Copy out, word for word, the lines of the entries below that start with the line containing "Phrase -- scallop shell" and run through the end of the entries.

:::

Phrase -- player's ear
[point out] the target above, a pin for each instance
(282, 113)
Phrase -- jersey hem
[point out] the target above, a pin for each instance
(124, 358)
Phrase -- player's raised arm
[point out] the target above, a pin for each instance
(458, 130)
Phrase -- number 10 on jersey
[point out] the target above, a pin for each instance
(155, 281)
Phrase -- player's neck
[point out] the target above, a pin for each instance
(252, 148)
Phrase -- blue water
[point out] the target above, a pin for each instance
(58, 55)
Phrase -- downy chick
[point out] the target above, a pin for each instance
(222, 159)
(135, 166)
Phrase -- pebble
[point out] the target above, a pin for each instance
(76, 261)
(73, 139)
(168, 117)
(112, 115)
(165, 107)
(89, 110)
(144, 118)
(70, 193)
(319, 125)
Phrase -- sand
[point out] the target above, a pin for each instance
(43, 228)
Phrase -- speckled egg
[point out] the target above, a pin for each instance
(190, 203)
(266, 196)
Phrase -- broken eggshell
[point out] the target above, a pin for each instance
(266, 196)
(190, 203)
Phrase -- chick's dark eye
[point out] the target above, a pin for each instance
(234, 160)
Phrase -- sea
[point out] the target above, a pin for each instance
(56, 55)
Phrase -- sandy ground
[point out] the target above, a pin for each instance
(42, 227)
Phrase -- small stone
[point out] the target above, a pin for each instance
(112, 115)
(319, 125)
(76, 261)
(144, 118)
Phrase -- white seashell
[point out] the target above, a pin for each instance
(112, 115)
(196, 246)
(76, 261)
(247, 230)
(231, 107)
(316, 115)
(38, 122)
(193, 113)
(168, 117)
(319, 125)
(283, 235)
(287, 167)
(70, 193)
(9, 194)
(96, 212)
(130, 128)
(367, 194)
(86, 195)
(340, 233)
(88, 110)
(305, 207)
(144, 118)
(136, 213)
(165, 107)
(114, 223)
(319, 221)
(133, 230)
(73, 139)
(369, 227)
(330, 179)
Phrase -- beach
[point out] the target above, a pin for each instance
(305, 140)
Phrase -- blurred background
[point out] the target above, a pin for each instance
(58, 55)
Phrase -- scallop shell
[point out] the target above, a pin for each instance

:::

## Result for this task
Phrase -- scallop shell
[point out] the target above, a pin for each instance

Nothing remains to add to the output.